### INFORMATION GIVEN

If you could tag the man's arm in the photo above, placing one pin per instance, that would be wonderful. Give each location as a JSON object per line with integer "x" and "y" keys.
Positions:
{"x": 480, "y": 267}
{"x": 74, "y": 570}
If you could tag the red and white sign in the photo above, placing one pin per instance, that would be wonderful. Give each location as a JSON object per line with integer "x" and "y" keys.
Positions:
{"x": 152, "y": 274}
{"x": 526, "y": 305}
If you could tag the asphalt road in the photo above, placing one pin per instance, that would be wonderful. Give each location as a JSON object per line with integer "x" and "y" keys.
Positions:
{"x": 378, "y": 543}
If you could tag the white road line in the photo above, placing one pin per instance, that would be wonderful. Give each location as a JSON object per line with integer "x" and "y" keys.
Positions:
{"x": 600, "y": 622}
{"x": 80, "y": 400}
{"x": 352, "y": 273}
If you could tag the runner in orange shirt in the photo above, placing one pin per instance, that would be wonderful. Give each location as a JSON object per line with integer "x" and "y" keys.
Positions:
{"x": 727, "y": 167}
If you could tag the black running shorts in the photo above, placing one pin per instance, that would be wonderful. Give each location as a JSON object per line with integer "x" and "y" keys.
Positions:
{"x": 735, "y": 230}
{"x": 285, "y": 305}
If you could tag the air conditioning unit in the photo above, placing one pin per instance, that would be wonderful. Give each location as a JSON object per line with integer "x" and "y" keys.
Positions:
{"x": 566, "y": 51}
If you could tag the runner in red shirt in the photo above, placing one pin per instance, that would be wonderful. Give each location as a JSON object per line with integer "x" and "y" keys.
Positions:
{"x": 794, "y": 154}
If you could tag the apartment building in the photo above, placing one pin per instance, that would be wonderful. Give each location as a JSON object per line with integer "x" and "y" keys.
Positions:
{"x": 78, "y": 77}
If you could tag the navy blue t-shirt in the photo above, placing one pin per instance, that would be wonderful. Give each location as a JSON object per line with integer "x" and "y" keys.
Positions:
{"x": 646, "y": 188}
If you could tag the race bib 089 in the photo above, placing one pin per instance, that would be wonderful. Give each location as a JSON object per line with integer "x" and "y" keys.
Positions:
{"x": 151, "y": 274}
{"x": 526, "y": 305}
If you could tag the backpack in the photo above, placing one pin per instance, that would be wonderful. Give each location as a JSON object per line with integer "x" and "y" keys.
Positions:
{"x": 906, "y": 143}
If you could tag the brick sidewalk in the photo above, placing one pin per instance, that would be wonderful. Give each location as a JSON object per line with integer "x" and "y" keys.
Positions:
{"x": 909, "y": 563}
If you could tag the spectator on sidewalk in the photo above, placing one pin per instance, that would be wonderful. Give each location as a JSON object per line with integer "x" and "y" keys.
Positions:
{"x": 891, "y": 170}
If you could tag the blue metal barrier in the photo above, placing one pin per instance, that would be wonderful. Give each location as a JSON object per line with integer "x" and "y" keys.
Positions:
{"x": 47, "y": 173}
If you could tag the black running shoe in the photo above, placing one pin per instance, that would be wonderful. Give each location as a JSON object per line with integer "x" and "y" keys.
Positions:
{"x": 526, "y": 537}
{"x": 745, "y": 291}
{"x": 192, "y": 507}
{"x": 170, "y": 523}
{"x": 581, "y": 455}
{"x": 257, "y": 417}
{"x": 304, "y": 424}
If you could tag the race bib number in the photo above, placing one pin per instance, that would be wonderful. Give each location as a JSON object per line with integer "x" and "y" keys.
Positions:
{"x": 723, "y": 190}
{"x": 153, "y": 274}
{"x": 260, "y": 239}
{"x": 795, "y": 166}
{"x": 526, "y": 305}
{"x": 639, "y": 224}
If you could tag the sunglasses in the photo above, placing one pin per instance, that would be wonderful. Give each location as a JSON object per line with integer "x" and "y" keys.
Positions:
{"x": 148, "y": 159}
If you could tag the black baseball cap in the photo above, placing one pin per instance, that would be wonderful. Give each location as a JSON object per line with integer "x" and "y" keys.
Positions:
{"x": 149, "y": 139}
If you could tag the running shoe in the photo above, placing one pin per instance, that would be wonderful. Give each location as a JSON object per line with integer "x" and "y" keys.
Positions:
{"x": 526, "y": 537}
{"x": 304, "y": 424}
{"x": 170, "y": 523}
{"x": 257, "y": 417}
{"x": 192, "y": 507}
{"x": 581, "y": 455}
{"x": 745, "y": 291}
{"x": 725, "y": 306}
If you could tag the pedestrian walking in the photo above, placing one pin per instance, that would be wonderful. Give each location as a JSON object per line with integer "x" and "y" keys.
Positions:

### EXERCISE PROMPT
Copy the records above, keeping each line identical.

### SOLUTION FOR THIS TASK
If you could tag the man's arm in the photo above, placing one pin per instance, that would be wonderful. Give each location as a JSON object per line with integer "x" and "y" keys.
Positions:
{"x": 480, "y": 267}
{"x": 74, "y": 570}
If you could tag the red and white sign in the photo above, placing one pin per instance, that would be wonderful. Give each location as a JSON object per line with integer "x" and "y" keys.
Positions:
{"x": 152, "y": 274}
{"x": 526, "y": 305}
If you could tag the asphalt road in the photo above, placing one pin per instance, that would be wonderful. Give each location as a JSON object per line with integer "x" and "y" keys.
Positions:
{"x": 378, "y": 543}
If you could tag the white road line in the photo above, placing one pin per instance, that would be wonderful. Give each location as a JSON object per line with integer "x" and "y" keys.
Positions:
{"x": 600, "y": 622}
{"x": 80, "y": 400}
{"x": 352, "y": 273}
If you could tag the runner in orange shirt in the photo above, placing one pin per instance, that would be wonderful. Give each location as a JSON object per line with integer "x" and "y" keys.
Positions:
{"x": 727, "y": 167}
If you could tag the black running shorts in the photo above, placing one pin per instance, that would be wonderful. Give each location as a JSON object per line with integer "x" and "y" keys.
Positions:
{"x": 735, "y": 230}
{"x": 285, "y": 305}
If you could tag the air conditioning unit in the photo above, placing one pin per instance, that would be wonderful. Give each location as a JSON object per line with integer "x" and "y" keys.
Positions:
{"x": 566, "y": 51}
If you could tag the runner in red shirt in the photo above, placing one pin per instance, that would be wonderful. Give each location as a JSON object per line with integer "x" and "y" keys.
Positions:
{"x": 794, "y": 154}
If you could tag the apartment building in the photo above, placing one pin per instance, that would be wonderful. Give each location as a JSON object per line with integer "x" and "y" keys.
Positions:
{"x": 78, "y": 77}
If you could tag the navy blue t-shirt in the photo above, placing one pin per instance, that would be wonderful. Give each location as a JSON object per line with integer "x" and "y" keys.
Positions:
{"x": 646, "y": 188}
If you could tag the race bib 089 in the photo above, placing one pin per instance, that would be wonderful. Give each location as a JSON object per line with integer "x" and "y" keys.
Positions:
{"x": 151, "y": 274}
{"x": 526, "y": 305}
If you could tag the backpack in the photo above, placing one pin per instance, that would be wonderful. Give each location as a JSON object per line with integer "x" and "y" keys.
Positions:
{"x": 906, "y": 143}
If you could tag the brick sidewalk in the photo above, placing one pin per instance, that would be wonderful. Give each location as a JSON object per line with integer "x" and "y" keys.
Positions:
{"x": 909, "y": 563}
If you could tag the spectator on sidewalk in the photo above, placing one pin per instance, that would be wonderful. Give each location as a JSON object per line with integer "x" and "y" keys.
Positions:
{"x": 891, "y": 170}
If you could tag the blue metal barrier in the photo above, placing one pin per instance, that would be wonderful. Give each location as a JSON object per line with integer "x" and "y" keys.
Positions:
{"x": 47, "y": 173}
If you could tag the black running shoe in the photo above, placing one pin per instance, that would be wonderful. Give each location as a JSON object per line with integer "x" and "y" keys.
Positions:
{"x": 526, "y": 537}
{"x": 745, "y": 291}
{"x": 192, "y": 507}
{"x": 170, "y": 523}
{"x": 581, "y": 455}
{"x": 257, "y": 417}
{"x": 304, "y": 424}
If you could tag the race bib number in the photo above, placing one pin per instance, that would be wonderful. Give each location as a JSON object per line with integer "x" and "y" keys.
Positions:
{"x": 723, "y": 190}
{"x": 153, "y": 274}
{"x": 260, "y": 239}
{"x": 795, "y": 166}
{"x": 526, "y": 305}
{"x": 639, "y": 224}
If you could tag the sunglasses in the photo above, placing one pin per instance, that would be wonderful. Give each location as a JSON object per line with integer "x" and "y" keys.
Positions:
{"x": 148, "y": 159}
If you could tag the black baseball cap in the photo above, placing one pin per instance, that would be wonderful. Give each location as a JSON object per line with integer "x" and "y" keys.
Positions:
{"x": 149, "y": 139}
If you could tag the running shoe in the photo above, placing one pin per instance, that would be wonderful. Give each location as a JSON object per line with integer "x" and "y" keys.
Positions:
{"x": 526, "y": 537}
{"x": 304, "y": 424}
{"x": 170, "y": 523}
{"x": 257, "y": 417}
{"x": 192, "y": 507}
{"x": 581, "y": 455}
{"x": 745, "y": 291}
{"x": 725, "y": 306}
If you could tag the pedestrian walking in the photo above, placing one pin per instance, that would be wonderful. Give each location as a JSON object per line with integer "x" and "y" keys.
Positions:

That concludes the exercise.